[Records from a collection]
◇ ◇ ◇

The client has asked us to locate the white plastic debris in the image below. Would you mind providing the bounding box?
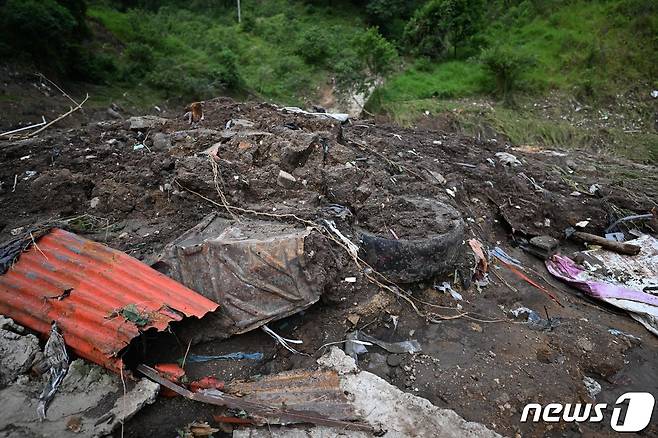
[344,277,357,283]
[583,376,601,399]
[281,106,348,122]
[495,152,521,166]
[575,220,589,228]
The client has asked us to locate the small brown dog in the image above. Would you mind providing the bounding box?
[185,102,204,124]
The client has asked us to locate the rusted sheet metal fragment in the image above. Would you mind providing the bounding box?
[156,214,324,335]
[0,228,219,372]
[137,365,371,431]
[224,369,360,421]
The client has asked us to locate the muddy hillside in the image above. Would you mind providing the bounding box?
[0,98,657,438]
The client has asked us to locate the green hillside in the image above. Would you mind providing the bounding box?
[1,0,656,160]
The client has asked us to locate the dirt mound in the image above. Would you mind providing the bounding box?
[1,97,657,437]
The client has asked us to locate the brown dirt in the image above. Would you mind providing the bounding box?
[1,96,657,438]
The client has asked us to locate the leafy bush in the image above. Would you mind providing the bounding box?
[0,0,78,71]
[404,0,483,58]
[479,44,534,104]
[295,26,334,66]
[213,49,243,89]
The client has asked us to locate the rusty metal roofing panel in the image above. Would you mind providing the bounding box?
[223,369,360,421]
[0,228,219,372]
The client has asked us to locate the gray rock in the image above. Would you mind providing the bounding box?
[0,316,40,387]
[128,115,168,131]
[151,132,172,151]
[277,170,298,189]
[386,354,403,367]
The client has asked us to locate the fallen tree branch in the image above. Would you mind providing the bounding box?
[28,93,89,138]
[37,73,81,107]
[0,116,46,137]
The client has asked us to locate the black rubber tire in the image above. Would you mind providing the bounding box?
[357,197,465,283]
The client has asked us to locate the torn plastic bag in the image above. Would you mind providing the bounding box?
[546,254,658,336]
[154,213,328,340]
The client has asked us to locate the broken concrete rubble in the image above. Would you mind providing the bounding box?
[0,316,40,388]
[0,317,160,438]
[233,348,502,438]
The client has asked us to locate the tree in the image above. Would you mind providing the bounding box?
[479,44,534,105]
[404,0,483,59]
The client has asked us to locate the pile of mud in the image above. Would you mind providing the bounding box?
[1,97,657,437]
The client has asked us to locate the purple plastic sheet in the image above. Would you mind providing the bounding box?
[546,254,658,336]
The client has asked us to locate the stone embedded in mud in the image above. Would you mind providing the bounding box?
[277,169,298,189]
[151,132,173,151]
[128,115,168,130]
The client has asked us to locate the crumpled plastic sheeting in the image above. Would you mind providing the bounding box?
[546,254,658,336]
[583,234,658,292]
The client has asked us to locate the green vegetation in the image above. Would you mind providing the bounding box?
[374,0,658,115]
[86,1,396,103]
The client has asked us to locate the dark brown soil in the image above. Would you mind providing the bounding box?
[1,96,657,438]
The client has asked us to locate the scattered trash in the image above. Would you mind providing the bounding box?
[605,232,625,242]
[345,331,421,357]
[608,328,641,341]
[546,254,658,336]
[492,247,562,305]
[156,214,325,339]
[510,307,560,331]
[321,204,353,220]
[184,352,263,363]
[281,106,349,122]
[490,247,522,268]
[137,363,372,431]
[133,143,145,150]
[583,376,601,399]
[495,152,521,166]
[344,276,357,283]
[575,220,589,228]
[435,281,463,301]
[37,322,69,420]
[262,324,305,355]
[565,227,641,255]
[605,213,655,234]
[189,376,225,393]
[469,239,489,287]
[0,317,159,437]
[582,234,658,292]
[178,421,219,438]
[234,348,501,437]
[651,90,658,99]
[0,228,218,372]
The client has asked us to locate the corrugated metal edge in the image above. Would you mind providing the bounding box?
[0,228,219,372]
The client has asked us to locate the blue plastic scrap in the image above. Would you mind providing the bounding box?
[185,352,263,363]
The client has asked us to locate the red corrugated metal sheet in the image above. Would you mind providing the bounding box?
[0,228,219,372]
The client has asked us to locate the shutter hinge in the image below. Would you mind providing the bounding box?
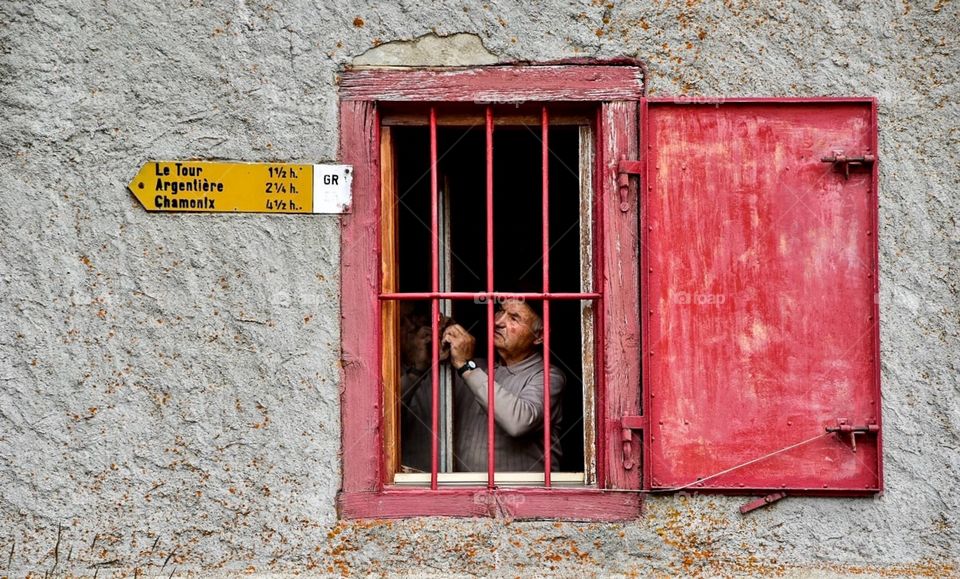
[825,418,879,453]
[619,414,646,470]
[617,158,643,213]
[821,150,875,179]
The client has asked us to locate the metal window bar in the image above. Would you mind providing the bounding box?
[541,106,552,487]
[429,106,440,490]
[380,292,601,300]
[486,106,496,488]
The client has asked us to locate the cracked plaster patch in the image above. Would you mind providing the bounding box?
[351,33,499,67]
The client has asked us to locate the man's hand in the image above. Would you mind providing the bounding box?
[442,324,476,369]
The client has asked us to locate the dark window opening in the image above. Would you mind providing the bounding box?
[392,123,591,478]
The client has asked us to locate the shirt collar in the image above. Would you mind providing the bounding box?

◇ ◇ ◇

▸ Requirement
Pictures are to be dropped, and the remaining data set down exactly.

▸ The completed task
The client has asked us to locate the white plastic debris in the image below. Would you mind providing the bounding box?
[344,277,357,283]
[583,376,601,399]
[281,106,348,122]
[495,152,521,166]
[575,220,589,228]
The client has asked us to locate the small brown dog in the image above. Would you mind providing the bounding box?
[185,102,204,124]
The client has asked us to locate the rusted sheet metal fragment in the image above. Would you mind providing the bounding box?
[156,214,324,335]
[0,228,219,372]
[137,365,371,431]
[224,369,360,421]
The client has asked us to locate the muddy hillside in the image above. Would you mind providing the bounding box?
[0,98,657,438]
The client has asked us to locate the green hillside in the image above. Would you mind providing the bounding box?
[1,0,656,160]
The client has asked us to locate the dirt mound in the image above. Would you mind providing the bounding box?
[1,97,657,437]
The client has asked us to locate the brown dirt in the image above. Would you mind providing the bounding box?
[1,96,657,438]
The client has asked us to locate the leafy bush in the image above. Would you mind providing the bounding box?
[0,0,78,71]
[404,0,483,58]
[479,44,534,104]
[295,26,334,66]
[213,49,243,89]
The client has asked us to locate the rusty metal roofing panel in the image above. Would you mind providing the bounding box?
[223,369,360,421]
[0,228,219,372]
The client has asked us to locate the gray rock in the image above. Would you mind providing the bounding box?
[0,316,40,387]
[128,115,168,131]
[151,132,172,151]
[277,170,298,189]
[386,354,403,367]
The client has asked us to locate the fallen tree branch in the image above. Would you mind providing the bounding box?
[28,93,89,138]
[37,73,81,107]
[0,116,46,137]
The client has asked us to locate the black rubber tire in the image above. Would you mind providing the bounding box?
[357,197,465,283]
The client has asked us to locate the torn plastic bag in the image above. Would you mind providing the bounding box?
[546,254,658,336]
[154,213,328,340]
The client has asked us to locate the broken concrete rubble in the image above. Would you mind providing the bounding box?
[0,316,40,388]
[0,317,160,438]
[233,348,502,438]
The client has asked us to locate the tree in the image above. Would you mind providing the bounding box?
[479,44,534,105]
[404,0,483,59]
The client has asked us to locate the pile of mud in the image above. Would you mind providing the bounding box?
[1,97,657,437]
The client has asked us to locate the purple plastic sheet in the image above. Would you mind providing the bounding box?
[546,254,658,336]
The client has asked us to locate the stone embedded in mud in the image above. Would you mind providing the bounding box?
[277,169,298,189]
[151,132,173,151]
[128,115,168,130]
The client has asked us to locate the crumpled plastic sheeting in the image above. Would you mind providing the bounding box?
[546,254,658,336]
[583,234,658,292]
The client has asked us to locate the green vegetation in the image above. Would you mind providing the bounding box?
[374,0,658,115]
[86,1,396,103]
The client has asked us to locate the dark brown soil in the image above. Would you mind providing the bounding box?
[1,96,657,438]
The client has asked us to locate the scattered trash in the image above. Would you mind providing the bounding box?
[605,232,625,242]
[345,331,421,357]
[608,328,641,341]
[546,254,658,336]
[492,247,562,305]
[156,214,325,339]
[510,307,560,331]
[321,204,353,220]
[184,352,263,363]
[281,106,349,122]
[490,247,522,268]
[137,363,372,431]
[133,143,145,150]
[583,376,601,399]
[495,152,521,166]
[344,276,357,283]
[575,220,589,228]
[435,281,463,301]
[37,322,69,420]
[262,324,305,355]
[565,227,641,255]
[605,213,655,234]
[189,376,225,393]
[469,239,489,287]
[0,317,159,437]
[582,234,658,292]
[178,421,219,438]
[234,348,501,437]
[651,90,658,99]
[0,228,218,372]
The client has asked us to locate the corrugated metal edge in the image above. Would you mind providing the bounding box?
[0,228,219,372]
The client has asked us to locate the blue plastic scrap in the image above. Would you mind providing the bounding box?
[185,352,263,363]
The client has asked us to locate the red corrugated metal sheet in the image above. Would you mind providing the bounding box?
[0,228,219,372]
The client has asked us to locate the shutter hinge in the image below. Would you mind providing the bounding box?
[825,418,879,453]
[619,414,646,470]
[617,158,643,213]
[821,150,875,179]
The client has asked us to locate the metal window bar in the image above. Would you mind providing the bounding box?
[541,106,552,487]
[429,106,440,490]
[380,292,601,300]
[486,106,496,488]
The client has asked us to locate the cracked plaster patch in the image above. Would you mind providing the bounding box?
[351,33,499,67]
The client has asked us to locate the man's hand in the image above. Would you mind providing the bounding box?
[442,324,476,369]
The client has asked us to locate the dark window opening in the image above. Would you mind providing the bounding box?
[392,123,591,478]
The client has asked us to locate the shirt collar in the image above. Would you mind providing the bounding box?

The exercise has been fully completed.